### Prompt A
Using the article on the de Laski Performing Arts Center, answer each question briefly:
(i) From what material were the metal shingles fabricated?
(ii) In what year was the 20,000 sq. ft. addition completed?
(iii) What did the metal facade replace?
### Prompt B
List every space or facility that the article on the de Laski Performing Arts Center says the 20,000 sq. ft. addition includes.
### Prompt C
Pick up the article on the de Laski Performing Arts Center after its final sentence and carry it forward.

### Source extract
○ ○ ○ ○ ○
The Donald and Nancy de Laski Performing Arts Center on the Fairfax, VA campus of George Mason University is a place where students can create beautiful music, dance and theater pieces. But the building is a thing of beauty in its own right, thanks in part to the incorporation of metal shingles fabricated from aluminum by Englert Inc. for its design.
A 20,000 sq. ft. addition completed in 2010 changed not only the look of the original building, but its functionality as well. The space includes a 5,000-square-foot instrumental rehearsal hall, which can accommodate orchestras, band and choruses of up to 250 people; two 2,500-square-foot dance studios; a percussion studio; a suite where the performing arts medicine clinic will operate to serve all College of Visual and Performing Arts students; and instrument storage facilities.
The addition’s soft flowing exterior forms are designed in the spirit of the music and artistic movement embodied within. The metal exterior design played an important role in changing that exterior function, both in terms of accessibility and campus aesthetics, softening the impact of the more rectangular adjacent buildings and enhancing an existing courtyard. The metal facade replaced a non-descript entryway and helped produce a clearly defined front entrance leading to a reception and lobby space, student meeting areas, a gallery space and public restrooms.
○ ○ ○ ○ ○
### Collected data
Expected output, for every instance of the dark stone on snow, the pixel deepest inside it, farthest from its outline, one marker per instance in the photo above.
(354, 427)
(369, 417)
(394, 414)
○ ○ ○ ○ ○
### Written answer A
(i) Aluminum.
(ii) 2010.
(iii) A non-descript entryway.

### Written answer B
- A 5,000-square-foot instrumental rehearsal hall
- Two 2,500-square-foot dance studios
- A percussion studio
- A suite for the performing arts medicine clinic
- Instrument storage facilities

### Written answer C
Using an Englert .050 gauge aluminum as an exterior element allowed the architects to create a timeless design that was both aesthetic and durable…which is perfect for an institutional setting where buildings will live for long periods of time. The true design genius, however, came in bringing that same exterior metal into the interior spaces. It is used along the building's central spine and in the gap space between the addition's three large-volume spaces. The metal has a custom pewter metallic finish and was fashioned into harlequin diamond pattern shingles. CHU Contracting of Chantilly, Virginia fabricated and installed all of the exterior and interior wall surfaces.
While metal can be cold and sterile, the sunlight-splashed metallic walls along the interior spine of the building provide warmth and contributes to creating an inviting environment in the public reception area, in student activity gathering spaces and in the private dance gallery adjacent to the dance studios.